AIM OF THE EXERCISE » Nothing should differ between your answer and the records below.

Referring expression data
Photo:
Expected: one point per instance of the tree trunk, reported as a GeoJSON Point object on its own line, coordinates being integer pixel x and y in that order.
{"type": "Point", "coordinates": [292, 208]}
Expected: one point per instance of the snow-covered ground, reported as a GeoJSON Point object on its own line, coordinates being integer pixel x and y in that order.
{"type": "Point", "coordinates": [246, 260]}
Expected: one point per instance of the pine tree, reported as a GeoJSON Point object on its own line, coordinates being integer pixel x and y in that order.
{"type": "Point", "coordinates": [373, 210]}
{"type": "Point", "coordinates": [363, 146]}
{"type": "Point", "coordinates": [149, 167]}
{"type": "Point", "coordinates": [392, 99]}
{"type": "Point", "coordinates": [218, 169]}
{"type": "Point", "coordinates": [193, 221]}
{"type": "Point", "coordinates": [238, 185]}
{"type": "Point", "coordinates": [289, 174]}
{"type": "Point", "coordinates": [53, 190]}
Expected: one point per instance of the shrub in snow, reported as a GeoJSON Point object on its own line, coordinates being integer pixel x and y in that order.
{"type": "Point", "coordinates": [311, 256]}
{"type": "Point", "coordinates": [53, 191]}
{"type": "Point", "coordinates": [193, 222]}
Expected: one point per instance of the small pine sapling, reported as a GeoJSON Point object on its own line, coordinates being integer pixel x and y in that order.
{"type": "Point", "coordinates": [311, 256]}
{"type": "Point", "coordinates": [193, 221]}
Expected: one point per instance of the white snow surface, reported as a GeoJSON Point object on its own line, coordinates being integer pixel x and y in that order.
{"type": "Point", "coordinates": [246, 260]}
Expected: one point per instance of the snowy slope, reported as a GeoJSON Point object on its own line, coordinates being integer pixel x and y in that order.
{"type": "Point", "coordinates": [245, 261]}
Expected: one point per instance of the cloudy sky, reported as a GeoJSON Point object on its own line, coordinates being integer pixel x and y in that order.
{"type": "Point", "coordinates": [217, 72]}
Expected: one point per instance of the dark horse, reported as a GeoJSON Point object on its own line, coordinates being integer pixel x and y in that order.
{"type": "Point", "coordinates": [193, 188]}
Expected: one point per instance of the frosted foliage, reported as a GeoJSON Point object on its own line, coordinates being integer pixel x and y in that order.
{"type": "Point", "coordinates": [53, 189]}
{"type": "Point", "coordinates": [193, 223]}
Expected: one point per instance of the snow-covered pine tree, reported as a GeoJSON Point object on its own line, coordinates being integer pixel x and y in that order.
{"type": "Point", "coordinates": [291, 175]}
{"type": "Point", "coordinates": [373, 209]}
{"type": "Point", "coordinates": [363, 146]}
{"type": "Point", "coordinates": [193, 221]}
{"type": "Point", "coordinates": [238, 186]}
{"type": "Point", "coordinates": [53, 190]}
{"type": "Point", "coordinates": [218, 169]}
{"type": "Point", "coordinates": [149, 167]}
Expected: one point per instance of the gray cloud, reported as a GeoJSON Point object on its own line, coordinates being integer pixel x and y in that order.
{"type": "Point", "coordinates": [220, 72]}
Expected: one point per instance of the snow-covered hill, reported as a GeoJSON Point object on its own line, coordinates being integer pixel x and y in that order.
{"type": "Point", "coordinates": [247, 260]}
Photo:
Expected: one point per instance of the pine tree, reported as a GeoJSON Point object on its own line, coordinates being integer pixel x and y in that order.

WRITTEN RESPONSE »
Photo:
Expected: one point per instance of the tree trunk, reported as a GeoJSON Point object on its own line, coordinates being integer pixel x and y in that order.
{"type": "Point", "coordinates": [292, 208]}
Expected: one point per instance of the snow-covered ground, reported as a GeoJSON Point object on its own line, coordinates being integer pixel x and y in that order.
{"type": "Point", "coordinates": [246, 260]}
Expected: one point per instance of the pine tree, reported as a GeoJSON Point object on its own line, coordinates being integer pixel x and y in that order.
{"type": "Point", "coordinates": [373, 210]}
{"type": "Point", "coordinates": [363, 146]}
{"type": "Point", "coordinates": [149, 167]}
{"type": "Point", "coordinates": [392, 99]}
{"type": "Point", "coordinates": [218, 169]}
{"type": "Point", "coordinates": [193, 221]}
{"type": "Point", "coordinates": [238, 185]}
{"type": "Point", "coordinates": [289, 174]}
{"type": "Point", "coordinates": [53, 190]}
Expected: one point per instance of the shrub in snow, reported as a GeoJSON Point object on its own line, coordinates being integer pixel x and y in that order.
{"type": "Point", "coordinates": [311, 256]}
{"type": "Point", "coordinates": [53, 191]}
{"type": "Point", "coordinates": [193, 222]}
Expected: one point per instance of the small pine sapling, reported as a GeoJSON Point object on its own line, coordinates being integer pixel x and y in that order.
{"type": "Point", "coordinates": [311, 256]}
{"type": "Point", "coordinates": [193, 221]}
Expected: one point per instance of the white snow surface, reported as a GeoJSON Point object on its own line, coordinates being integer pixel x and y in that order.
{"type": "Point", "coordinates": [246, 260]}
Expected: one point per instance of the snowy slope, reported as a GeoJSON Point object on its own line, coordinates being integer pixel x and y in that order.
{"type": "Point", "coordinates": [245, 261]}
Expected: one point per instance of the cloudy sky, reported as a GeoJSON Point object on its own line, coordinates being integer pixel x and y in that order.
{"type": "Point", "coordinates": [217, 72]}
Expected: one point per instance of the dark horse, reported as a GeoJSON Point object on its own line, coordinates being integer pixel x and y in that order.
{"type": "Point", "coordinates": [193, 188]}
Expected: one point per instance of the frosted foliage, reported as a GeoJSON Point object on its own line, coordinates being integer pixel x and y in that order.
{"type": "Point", "coordinates": [53, 189]}
{"type": "Point", "coordinates": [193, 223]}
Expected: one point per instance of the snow-covered pine tree, reported as a GeoJSON Point object on its own line, coordinates being integer pixel x and y in that order.
{"type": "Point", "coordinates": [291, 175]}
{"type": "Point", "coordinates": [373, 209]}
{"type": "Point", "coordinates": [363, 146]}
{"type": "Point", "coordinates": [193, 221]}
{"type": "Point", "coordinates": [238, 186]}
{"type": "Point", "coordinates": [53, 190]}
{"type": "Point", "coordinates": [218, 169]}
{"type": "Point", "coordinates": [149, 167]}
Expected: one point per instance of the gray cloud, reported as a GeoJSON Point object on its own line, coordinates being integer pixel x and y in that order.
{"type": "Point", "coordinates": [220, 72]}
Expected: one point per instance of the snow-covered hill, reported as a GeoJSON Point object on its own line, coordinates being integer pixel x and y in that order.
{"type": "Point", "coordinates": [247, 260]}
Photo:
Expected: one point per instance of the pine tree, reported as a GeoJSON Point object on its own line, coordinates being integer pixel x and y in that order.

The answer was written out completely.